START SUPPLIED RECORDS

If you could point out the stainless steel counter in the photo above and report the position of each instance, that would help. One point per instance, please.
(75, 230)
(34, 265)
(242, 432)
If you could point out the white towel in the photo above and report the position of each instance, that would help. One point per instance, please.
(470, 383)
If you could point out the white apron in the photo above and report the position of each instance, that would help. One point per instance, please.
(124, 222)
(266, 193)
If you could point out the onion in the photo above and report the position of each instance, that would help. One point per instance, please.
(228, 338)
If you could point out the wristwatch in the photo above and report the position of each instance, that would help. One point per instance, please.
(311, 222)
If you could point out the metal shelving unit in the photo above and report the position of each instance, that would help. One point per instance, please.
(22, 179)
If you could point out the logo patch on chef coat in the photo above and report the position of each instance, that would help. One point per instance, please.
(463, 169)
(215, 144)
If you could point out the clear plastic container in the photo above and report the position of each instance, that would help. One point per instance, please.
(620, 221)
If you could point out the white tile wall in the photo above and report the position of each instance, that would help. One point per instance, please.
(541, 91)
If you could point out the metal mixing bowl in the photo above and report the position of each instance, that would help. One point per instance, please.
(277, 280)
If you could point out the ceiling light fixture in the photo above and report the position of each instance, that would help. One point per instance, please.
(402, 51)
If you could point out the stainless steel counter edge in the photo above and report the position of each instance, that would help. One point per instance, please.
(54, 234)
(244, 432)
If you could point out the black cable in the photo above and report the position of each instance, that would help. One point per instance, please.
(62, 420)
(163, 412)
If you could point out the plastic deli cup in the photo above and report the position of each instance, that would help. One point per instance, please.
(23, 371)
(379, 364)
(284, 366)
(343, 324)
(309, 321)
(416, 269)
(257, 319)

END SUPPLIED RECORDS
START SUPPLIED RECORDS

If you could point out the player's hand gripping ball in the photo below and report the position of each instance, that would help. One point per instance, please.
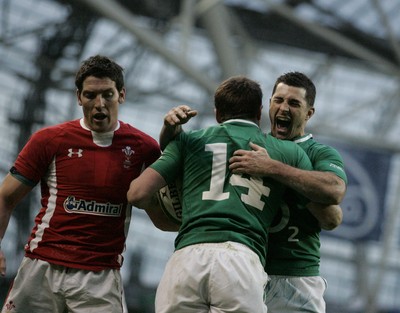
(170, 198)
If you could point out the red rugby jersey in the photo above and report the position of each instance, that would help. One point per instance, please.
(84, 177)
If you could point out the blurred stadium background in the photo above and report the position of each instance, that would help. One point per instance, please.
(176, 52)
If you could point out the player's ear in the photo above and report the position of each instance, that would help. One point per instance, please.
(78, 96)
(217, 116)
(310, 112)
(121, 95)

END SUPPLIED RECORDS
START SUPPLIED RECORDS

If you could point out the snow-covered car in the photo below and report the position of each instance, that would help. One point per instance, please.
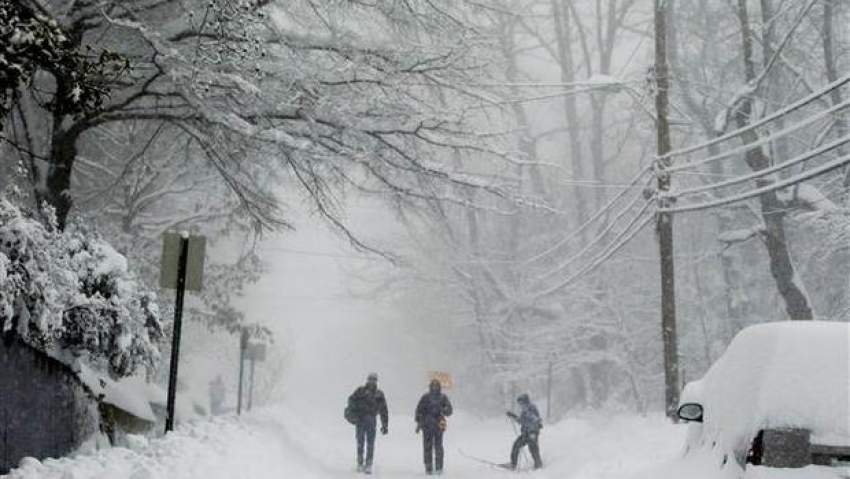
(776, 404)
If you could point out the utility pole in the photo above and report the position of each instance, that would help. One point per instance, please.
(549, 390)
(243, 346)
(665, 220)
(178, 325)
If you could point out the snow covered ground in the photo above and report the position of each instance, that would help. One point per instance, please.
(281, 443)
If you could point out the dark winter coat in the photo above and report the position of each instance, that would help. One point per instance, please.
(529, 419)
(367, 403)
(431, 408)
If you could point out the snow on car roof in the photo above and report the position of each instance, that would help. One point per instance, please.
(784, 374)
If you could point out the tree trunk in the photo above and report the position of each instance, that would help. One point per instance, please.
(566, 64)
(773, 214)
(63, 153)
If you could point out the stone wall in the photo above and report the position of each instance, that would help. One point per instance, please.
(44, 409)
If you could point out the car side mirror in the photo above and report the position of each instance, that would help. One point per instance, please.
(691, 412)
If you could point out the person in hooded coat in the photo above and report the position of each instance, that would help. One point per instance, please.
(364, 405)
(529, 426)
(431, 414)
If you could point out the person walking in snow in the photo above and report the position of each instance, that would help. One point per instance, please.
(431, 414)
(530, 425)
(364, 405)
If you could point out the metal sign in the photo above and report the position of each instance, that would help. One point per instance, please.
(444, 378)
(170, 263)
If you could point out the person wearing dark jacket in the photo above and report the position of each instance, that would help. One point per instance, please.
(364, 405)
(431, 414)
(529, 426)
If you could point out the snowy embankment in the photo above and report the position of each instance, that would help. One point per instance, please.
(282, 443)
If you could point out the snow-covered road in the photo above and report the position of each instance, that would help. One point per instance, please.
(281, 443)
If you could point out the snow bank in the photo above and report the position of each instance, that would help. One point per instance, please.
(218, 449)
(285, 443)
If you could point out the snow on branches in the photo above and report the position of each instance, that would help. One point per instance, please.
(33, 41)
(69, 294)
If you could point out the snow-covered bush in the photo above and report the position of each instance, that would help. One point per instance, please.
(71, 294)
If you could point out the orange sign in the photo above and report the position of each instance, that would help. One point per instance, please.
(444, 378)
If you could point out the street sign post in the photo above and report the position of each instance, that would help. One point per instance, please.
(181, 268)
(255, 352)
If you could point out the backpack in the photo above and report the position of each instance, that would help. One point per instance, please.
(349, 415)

END SUPPLIED RECORDS

Pull out every line in the items above that has the word "counter" in it. Treat upper and lower case as different.

If you could point out the stainless steel counter in the photo above and report the position of each instance, that would help. One point per instance, please.
If you could point out the stainless steel counter edge in the photo above and report the position of each instance, that would help. One point per instance, please.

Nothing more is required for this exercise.